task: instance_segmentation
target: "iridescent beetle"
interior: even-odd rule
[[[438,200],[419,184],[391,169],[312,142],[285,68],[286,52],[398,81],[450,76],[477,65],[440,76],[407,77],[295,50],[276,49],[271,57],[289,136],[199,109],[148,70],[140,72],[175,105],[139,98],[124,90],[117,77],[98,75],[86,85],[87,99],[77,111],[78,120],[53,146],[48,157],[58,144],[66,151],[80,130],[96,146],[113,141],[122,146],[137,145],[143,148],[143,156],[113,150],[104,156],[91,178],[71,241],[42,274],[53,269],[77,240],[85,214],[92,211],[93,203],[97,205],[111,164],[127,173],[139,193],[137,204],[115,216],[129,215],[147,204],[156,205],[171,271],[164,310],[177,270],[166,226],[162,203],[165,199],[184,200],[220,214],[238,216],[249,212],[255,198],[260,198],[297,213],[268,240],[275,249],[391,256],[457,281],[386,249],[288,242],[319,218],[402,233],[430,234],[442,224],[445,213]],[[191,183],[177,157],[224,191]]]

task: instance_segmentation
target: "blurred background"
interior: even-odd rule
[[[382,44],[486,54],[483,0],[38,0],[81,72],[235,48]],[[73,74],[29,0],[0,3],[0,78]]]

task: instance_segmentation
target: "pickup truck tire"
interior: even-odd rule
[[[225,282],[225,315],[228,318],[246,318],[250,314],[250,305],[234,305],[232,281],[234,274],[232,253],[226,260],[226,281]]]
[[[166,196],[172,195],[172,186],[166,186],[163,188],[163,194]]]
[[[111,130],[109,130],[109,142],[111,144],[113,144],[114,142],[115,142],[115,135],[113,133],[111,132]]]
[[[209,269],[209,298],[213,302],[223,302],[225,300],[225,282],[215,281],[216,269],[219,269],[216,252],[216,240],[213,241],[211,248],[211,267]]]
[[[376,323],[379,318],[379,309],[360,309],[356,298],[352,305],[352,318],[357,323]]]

============================================================

Can you render the records above as a two-column CSV with the header row spec,polygons, one row per record? Put each record's text under spec and its answer under polygons, each in a single quoted field with line breaks replaced by spaces.

• _RESPONSE TO THE TASK_:
spec,polygons
"task: instance_segmentation target: ""iridescent beetle"" interior: even-odd rule","[[[438,200],[419,184],[391,169],[312,142],[285,68],[286,52],[398,81],[450,76],[477,65],[440,76],[407,77],[295,50],[276,49],[271,57],[289,136],[199,109],[148,70],[140,72],[175,105],[139,98],[124,90],[117,77],[98,75],[86,85],[87,99],[77,111],[78,120],[53,146],[48,157],[58,144],[66,151],[80,130],[96,146],[113,141],[122,146],[137,145],[143,148],[143,156],[113,150],[104,156],[91,178],[71,241],[42,274],[53,269],[77,240],[85,214],[92,211],[93,203],[97,205],[111,164],[127,173],[139,193],[137,204],[115,216],[129,215],[147,204],[156,205],[171,271],[164,310],[177,270],[166,226],[162,203],[165,199],[184,200],[220,214],[238,216],[249,212],[255,198],[260,198],[297,213],[268,240],[275,249],[391,256],[457,281],[386,249],[288,242],[319,218],[402,233],[430,234],[442,224],[445,213]],[[191,183],[177,157],[224,191]]]"
"task: instance_segmentation target: ""blurred background"" interior: even-odd rule","[[[382,44],[486,54],[483,0],[38,0],[81,72],[235,48]],[[73,74],[29,0],[0,3],[0,78]]]"
"task: instance_segmentation target: ""pickup truck tire"" interior: even-odd rule","[[[225,282],[225,315],[228,318],[246,318],[250,314],[250,305],[234,305],[232,281],[234,274],[232,253],[226,260],[226,281]]] [[[166,196],[172,195],[172,186],[166,186],[163,188],[163,194]]] [[[111,130],[109,130],[109,142],[111,144],[113,144],[114,142],[115,142],[115,135],[113,133],[111,132]]] [[[209,269],[209,298],[213,302],[223,302],[225,300],[225,282],[215,281],[216,269],[219,269],[216,252],[216,240],[213,241],[211,248],[211,267]]] [[[376,323],[379,318],[379,309],[360,309],[356,298],[352,305],[352,318],[357,323]]]"